▸ **Problem details**
Put every line of the rows below into a JSON list of strings, one string per line, skipping blank lines and leaving the pictures out.

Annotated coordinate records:
• • • • • • •

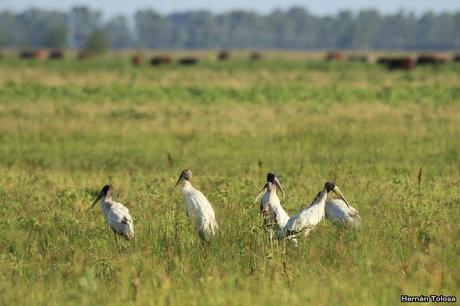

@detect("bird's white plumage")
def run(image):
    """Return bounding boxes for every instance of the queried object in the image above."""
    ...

[325,199,361,228]
[277,190,327,239]
[261,188,289,229]
[181,180,219,241]
[100,198,134,240]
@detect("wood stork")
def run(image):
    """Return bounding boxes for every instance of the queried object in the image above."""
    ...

• • • • • • •

▸ **The solution**
[
  "@detect(\"bird's white plumage\")",
  "def run(image):",
  "    \"\"\"Return bounding boxes for every instance of the queried object in the image above.\"\"\"",
  "    ...",
  "[325,199,361,228]",
  "[277,190,327,239]",
  "[261,188,289,229]",
  "[181,180,219,241]",
  "[100,198,134,240]",
  "@detect(\"wood stork\")",
  "def run(image):",
  "    \"\"\"Return bounding boxes for every instance of the queried object in the image above.\"\"\"",
  "    ..."
]